TO DO
Transcribe, word for word and with nothing extra, the line containing "Reviewer check: each instance of the hazy" and each line that comes after it in the entries.

========================================

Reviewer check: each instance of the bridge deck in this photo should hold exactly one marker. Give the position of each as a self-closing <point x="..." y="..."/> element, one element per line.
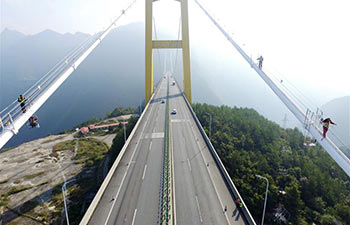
<point x="200" y="191"/>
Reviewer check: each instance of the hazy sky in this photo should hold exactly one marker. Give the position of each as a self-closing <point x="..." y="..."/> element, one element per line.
<point x="305" y="40"/>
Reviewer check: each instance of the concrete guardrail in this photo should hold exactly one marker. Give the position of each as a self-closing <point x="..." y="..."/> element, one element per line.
<point x="233" y="190"/>
<point x="109" y="176"/>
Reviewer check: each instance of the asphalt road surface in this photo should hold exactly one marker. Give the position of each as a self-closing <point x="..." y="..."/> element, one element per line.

========================================

REPLY TO THE TASK
Reviewer check: each instance of the hazy sky in this photo should hold exactly one marker. Give the position of each as a self-closing <point x="..." y="..."/> element, one element per line.
<point x="305" y="40"/>
Reviewer check: each instance of the concrete guardrail in this photo should hold exactly one marker. Give the position of each as a self-closing <point x="..." y="..."/> element, one element per line.
<point x="233" y="190"/>
<point x="109" y="176"/>
Reviewer check: each instance of the asphalt road surface in this photo should hold exactly one marker. Give the position of each as a self-closing <point x="..." y="..."/> element, one element per line.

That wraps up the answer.